What the task asks
Copy out the data so that nothing differs from the original.

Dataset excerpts
==========

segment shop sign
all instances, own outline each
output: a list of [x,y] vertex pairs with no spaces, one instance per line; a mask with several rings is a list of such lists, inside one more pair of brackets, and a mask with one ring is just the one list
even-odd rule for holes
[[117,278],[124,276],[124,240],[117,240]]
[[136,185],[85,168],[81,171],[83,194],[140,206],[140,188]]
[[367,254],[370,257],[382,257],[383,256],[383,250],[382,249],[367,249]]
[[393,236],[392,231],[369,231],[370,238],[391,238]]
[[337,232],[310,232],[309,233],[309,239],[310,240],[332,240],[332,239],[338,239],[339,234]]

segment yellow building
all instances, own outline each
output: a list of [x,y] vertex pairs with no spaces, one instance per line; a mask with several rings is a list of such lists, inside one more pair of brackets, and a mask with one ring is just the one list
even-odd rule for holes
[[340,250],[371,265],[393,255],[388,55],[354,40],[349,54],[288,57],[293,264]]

==========

Response to the exercise
segment shop sign
all instances, own outline each
output: a list of [x,y] vertex pairs with no spaces, one instance per line; a mask with several rings is a list of such lists, inside one more pair of brackets, and a mask with one ring is just the one list
even-odd rule for holes
[[117,278],[124,276],[124,240],[117,240]]
[[136,185],[85,168],[81,171],[83,194],[140,206],[140,188]]
[[367,254],[370,257],[382,257],[383,256],[383,250],[382,249],[367,249]]
[[393,236],[392,231],[369,231],[370,238],[391,238]]
[[337,232],[310,232],[309,233],[309,239],[310,240],[332,240],[332,239],[338,239],[339,234]]

segment yellow building
all instances, own outline each
output: a list of [x,y] vertex pairs with no spaces, one instance per line; a mask with several rings is a list of such lists, inside one more pair of brackets, and a mask with one ring is just the one list
even-odd rule for holes
[[340,250],[371,265],[393,255],[388,55],[354,40],[349,54],[288,57],[293,264]]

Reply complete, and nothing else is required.